----- Raw data
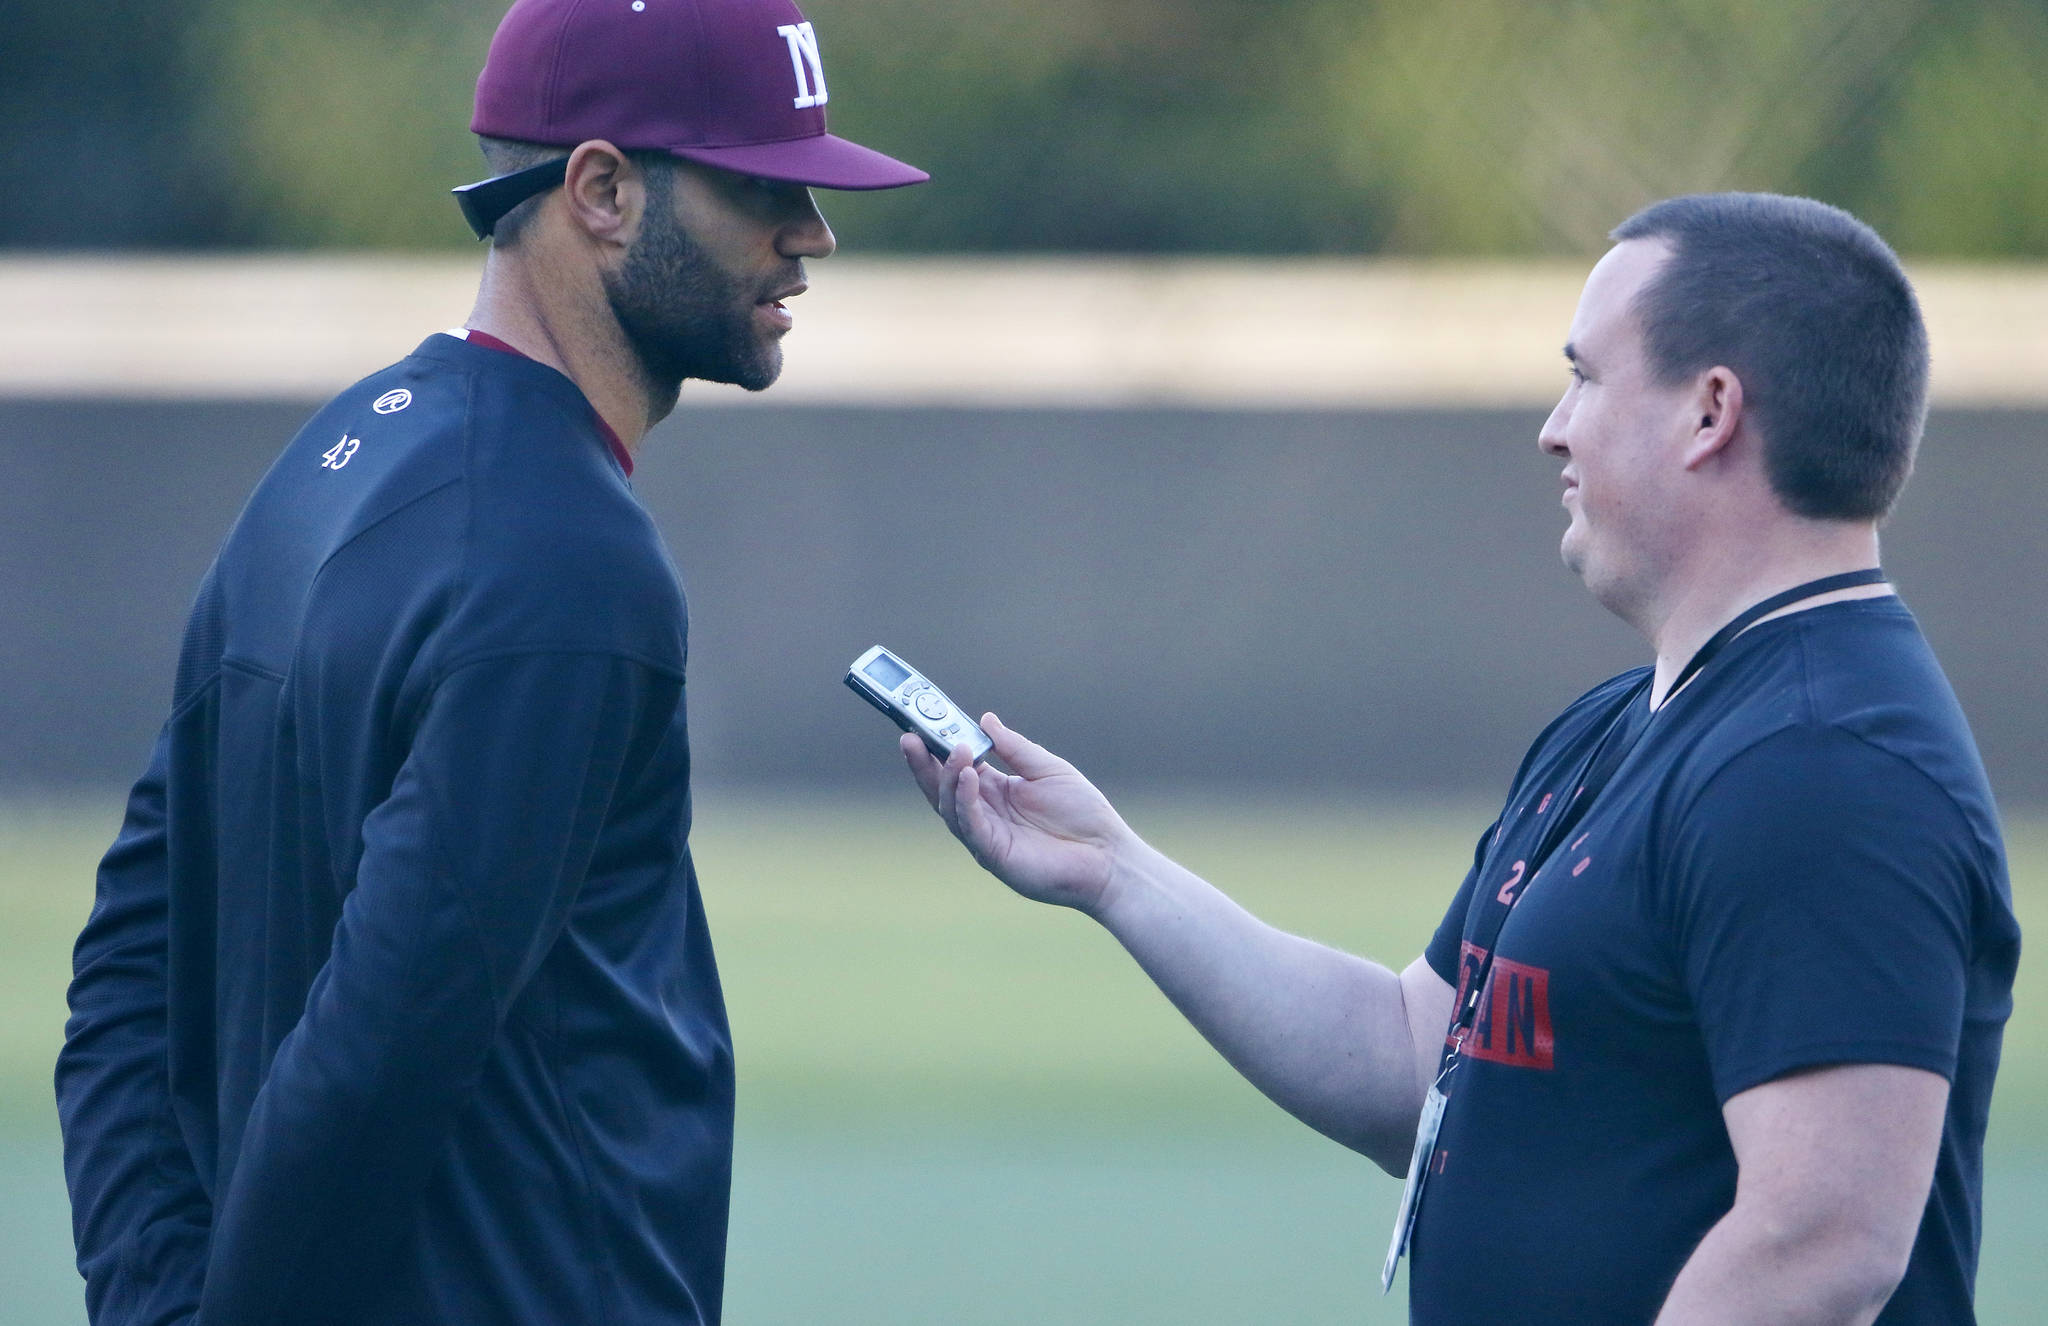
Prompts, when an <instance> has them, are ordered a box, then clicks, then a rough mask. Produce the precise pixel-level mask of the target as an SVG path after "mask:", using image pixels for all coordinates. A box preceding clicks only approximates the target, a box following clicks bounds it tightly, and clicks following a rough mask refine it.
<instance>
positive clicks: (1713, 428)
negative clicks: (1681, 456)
mask: <svg viewBox="0 0 2048 1326" xmlns="http://www.w3.org/2000/svg"><path fill="white" fill-rule="evenodd" d="M1692 410H1694V420H1696V422H1694V426H1692V437H1688V439H1686V451H1683V463H1686V469H1698V467H1700V465H1704V463H1708V461H1710V459H1714V457H1718V455H1722V453H1726V451H1729V445H1731V443H1733V441H1735V437H1737V432H1741V426H1743V379H1741V377H1737V375H1735V369H1726V367H1718V365H1716V367H1712V369H1708V371H1706V373H1702V375H1700V383H1698V387H1696V389H1694V398H1692Z"/></svg>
----------
§ **Assignment**
The number of lines in the data that hold "instance" must be the entire answer.

§ **Answer box**
2